Task statement —
Copy out in full each row below that contains the word "woman".

Given information —
☆ ☆ ☆ ☆ ☆

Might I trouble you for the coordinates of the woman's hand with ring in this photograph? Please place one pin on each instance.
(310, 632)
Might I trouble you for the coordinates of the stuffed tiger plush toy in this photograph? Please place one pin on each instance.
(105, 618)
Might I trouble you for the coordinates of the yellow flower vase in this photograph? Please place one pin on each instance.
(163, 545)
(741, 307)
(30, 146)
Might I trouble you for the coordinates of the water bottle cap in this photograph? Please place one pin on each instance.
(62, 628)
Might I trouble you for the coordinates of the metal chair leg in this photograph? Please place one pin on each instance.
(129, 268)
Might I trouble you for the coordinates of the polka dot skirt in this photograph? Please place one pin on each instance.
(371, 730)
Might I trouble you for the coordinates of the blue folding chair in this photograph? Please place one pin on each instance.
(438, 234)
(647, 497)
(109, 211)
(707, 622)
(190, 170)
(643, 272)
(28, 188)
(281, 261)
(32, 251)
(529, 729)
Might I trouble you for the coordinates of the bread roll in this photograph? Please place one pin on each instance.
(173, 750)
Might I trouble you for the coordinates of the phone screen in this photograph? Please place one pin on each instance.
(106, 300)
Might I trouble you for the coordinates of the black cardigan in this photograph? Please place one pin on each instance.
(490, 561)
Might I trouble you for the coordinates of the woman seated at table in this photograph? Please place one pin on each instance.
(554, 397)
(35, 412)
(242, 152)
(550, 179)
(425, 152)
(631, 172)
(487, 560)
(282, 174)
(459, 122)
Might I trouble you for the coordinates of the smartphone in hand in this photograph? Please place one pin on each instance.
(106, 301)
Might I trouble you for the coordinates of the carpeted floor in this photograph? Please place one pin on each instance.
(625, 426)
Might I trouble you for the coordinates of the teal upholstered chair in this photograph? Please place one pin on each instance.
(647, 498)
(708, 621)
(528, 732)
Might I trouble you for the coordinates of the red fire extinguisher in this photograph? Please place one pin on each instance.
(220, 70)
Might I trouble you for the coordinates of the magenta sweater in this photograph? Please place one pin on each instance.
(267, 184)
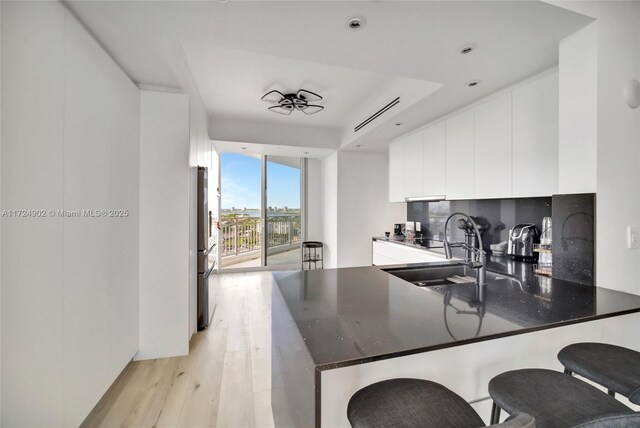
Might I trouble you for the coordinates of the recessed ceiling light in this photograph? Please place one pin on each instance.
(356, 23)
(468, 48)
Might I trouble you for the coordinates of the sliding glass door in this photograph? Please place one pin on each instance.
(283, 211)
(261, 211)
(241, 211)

☆ ☆ ☆ ☆ ☆

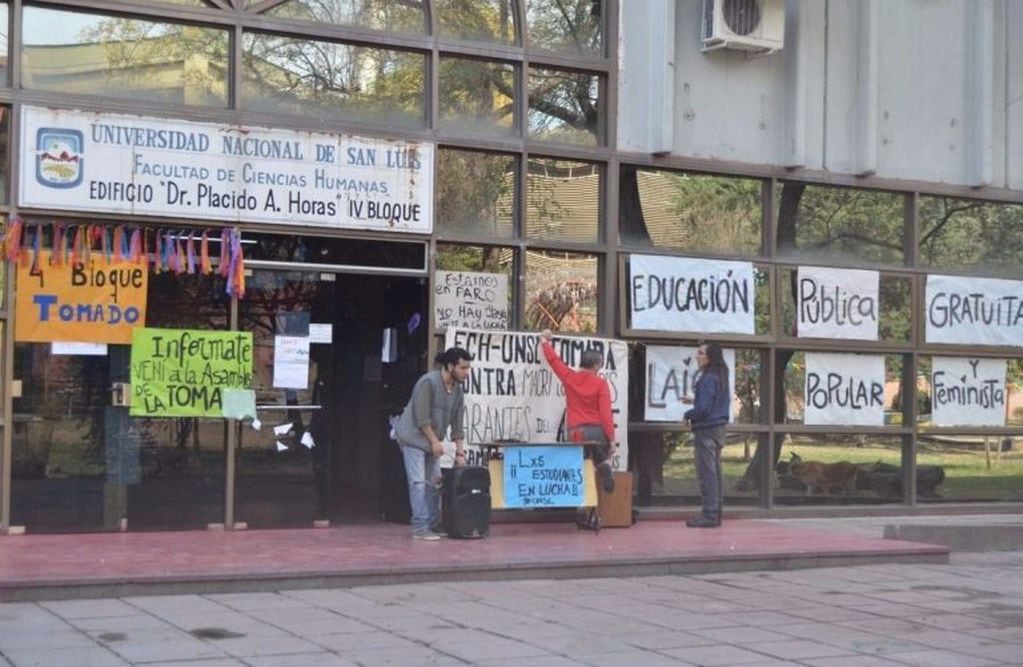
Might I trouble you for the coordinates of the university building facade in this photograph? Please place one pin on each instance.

☆ ☆ ☆ ☆ ☆

The output —
Might I trouble you for the coordinates of the woman's hand with ring in this photograph? Please place one pin on each instance.
Might I trouble you for the coordinates of the woman seated at table in this photograph? Please place one pin on each instance.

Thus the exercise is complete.